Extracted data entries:
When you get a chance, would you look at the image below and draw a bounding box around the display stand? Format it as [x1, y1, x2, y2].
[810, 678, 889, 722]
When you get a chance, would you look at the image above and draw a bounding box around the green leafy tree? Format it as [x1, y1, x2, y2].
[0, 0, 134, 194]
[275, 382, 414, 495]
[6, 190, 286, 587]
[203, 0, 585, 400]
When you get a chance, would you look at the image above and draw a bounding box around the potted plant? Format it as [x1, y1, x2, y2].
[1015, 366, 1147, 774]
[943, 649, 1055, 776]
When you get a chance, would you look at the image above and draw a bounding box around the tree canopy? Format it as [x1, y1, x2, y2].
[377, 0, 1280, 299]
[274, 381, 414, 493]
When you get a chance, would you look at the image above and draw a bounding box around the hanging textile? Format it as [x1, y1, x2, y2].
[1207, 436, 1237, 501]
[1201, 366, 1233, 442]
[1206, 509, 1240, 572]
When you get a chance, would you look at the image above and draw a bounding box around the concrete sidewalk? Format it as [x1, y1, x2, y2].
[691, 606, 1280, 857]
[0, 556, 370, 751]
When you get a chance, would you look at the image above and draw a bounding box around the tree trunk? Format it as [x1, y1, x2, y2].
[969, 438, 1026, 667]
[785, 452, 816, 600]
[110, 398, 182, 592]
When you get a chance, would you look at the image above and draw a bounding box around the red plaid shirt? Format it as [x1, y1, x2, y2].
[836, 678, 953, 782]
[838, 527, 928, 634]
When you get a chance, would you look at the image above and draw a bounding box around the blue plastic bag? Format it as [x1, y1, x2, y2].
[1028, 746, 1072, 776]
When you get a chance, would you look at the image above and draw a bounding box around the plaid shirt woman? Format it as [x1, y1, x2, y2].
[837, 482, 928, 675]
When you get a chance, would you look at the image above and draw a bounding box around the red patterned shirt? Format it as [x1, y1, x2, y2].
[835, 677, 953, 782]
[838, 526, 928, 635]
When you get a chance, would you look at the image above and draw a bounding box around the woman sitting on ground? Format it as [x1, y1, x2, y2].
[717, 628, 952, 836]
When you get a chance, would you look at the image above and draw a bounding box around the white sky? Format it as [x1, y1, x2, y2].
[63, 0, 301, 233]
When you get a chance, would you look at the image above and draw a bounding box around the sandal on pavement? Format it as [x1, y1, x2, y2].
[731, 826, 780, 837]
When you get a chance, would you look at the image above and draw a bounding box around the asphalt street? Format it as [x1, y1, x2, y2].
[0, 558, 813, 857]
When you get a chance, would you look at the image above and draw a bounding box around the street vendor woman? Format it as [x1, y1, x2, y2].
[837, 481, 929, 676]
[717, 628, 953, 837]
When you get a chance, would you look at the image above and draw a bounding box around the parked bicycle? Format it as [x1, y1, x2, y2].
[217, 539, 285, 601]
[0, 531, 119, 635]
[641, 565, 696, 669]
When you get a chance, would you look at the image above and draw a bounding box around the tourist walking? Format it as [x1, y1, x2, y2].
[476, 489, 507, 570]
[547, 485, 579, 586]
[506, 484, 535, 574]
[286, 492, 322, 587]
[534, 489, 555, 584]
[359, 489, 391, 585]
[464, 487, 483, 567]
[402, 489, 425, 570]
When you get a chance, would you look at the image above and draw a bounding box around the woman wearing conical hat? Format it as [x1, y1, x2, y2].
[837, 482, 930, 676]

(Exercise)
The entries above are to be copied word for word.

(Exercise response)
When you get a chance, would you look at the image below and draw a bounding box around the display stand? Format it as [x1, y1, x2, y2].
[810, 678, 889, 722]
When you get a chance, would you look at the image above and draw a bounding box around the green leafy tree? Format it as [x1, y1, x2, y2].
[0, 0, 134, 194]
[275, 382, 414, 495]
[6, 190, 286, 587]
[203, 0, 585, 400]
When you get a chance, would you look at the image above and draw a bounding box around the potted plant? Format it as [x1, y1, x2, y2].
[1015, 366, 1147, 774]
[943, 649, 1055, 776]
When you get a chance, would you look at the image above and draw a bounding box around the tree canopy? Format it as [x1, y1, x2, y2].
[377, 0, 1280, 299]
[274, 381, 414, 493]
When you get a chance, would you look at the image above and draw a bounding box around the hanging textile? Format it as [x1, y1, x2, y2].
[1207, 436, 1237, 501]
[1201, 366, 1233, 442]
[1206, 509, 1240, 572]
When you get a chance, would you look at the image above and draw a bounding box around the concrete sidewalk? Format it as [x1, y1, x2, y2].
[691, 606, 1280, 857]
[0, 556, 370, 751]
When you get a chance, would you look at the image above and draw a bounding box around the tree trunk? Format it as [x1, y1, x2, y2].
[969, 438, 1026, 667]
[785, 452, 816, 600]
[110, 398, 182, 592]
When you get a chance, would you look at the image above and draw a bounding box around the red plaid shirt? Format it as [x1, y1, x2, y2].
[836, 678, 953, 782]
[838, 527, 928, 634]
When you get a chance, would you look at the image above and draw a bounding box around the blue plastic bag? Format it as [x1, y1, x2, y2].
[1028, 746, 1072, 776]
When you get a chance, would you look at the image above and draw a bounding box around the plaid shirt woman? Format it as [x1, y1, x2, y2].
[837, 482, 928, 675]
When you get a chance, would you look at the image above and draw a bounding box around the red patterned shirt? Format it as [x1, y1, x2, y2].
[835, 677, 953, 782]
[838, 526, 928, 635]
When you get a chance, would you look at the image above and draw a bounding box around the woman sitting on ground? Format it as [x1, y1, x2, y2].
[717, 628, 952, 836]
When you get a chance, would you look at the image above and draw a bounding box around the white sky? Format it as [x1, y1, x2, y2].
[63, 0, 301, 233]
When you get a chance, would you look at the image above and draw a bounding box around the sandal on pavement? Format it as [x1, y1, x2, y2].
[731, 826, 780, 837]
When you get a chance, would you look at the image above and draw a bounding box around the asphalt street? Format it as [x1, y1, x2, y2].
[0, 558, 813, 857]
When you get a chance, would you look at the image above and draw a bounding box around the street vendor woman? Format it as [x1, y1, x2, y2].
[837, 481, 929, 676]
[717, 628, 953, 837]
When you get a chance, would you look at the image above and draw a bounding box around the parked bicycle? Format it as [x1, y1, x2, y2].
[217, 539, 285, 601]
[0, 531, 119, 635]
[641, 565, 696, 669]
When you get a chance, would you look at the image above and draw a bounding box around the tourist walking? Format it as [x1, y1, x2, y2].
[476, 489, 507, 570]
[547, 485, 579, 586]
[506, 484, 535, 574]
[286, 492, 322, 587]
[534, 489, 555, 584]
[359, 489, 391, 585]
[464, 487, 483, 567]
[402, 489, 425, 570]
When you get a chance, would you look at the image above and draw a bounding box around the woman wearing conical hat? Format it as [x1, y1, x2, y2].
[837, 482, 930, 676]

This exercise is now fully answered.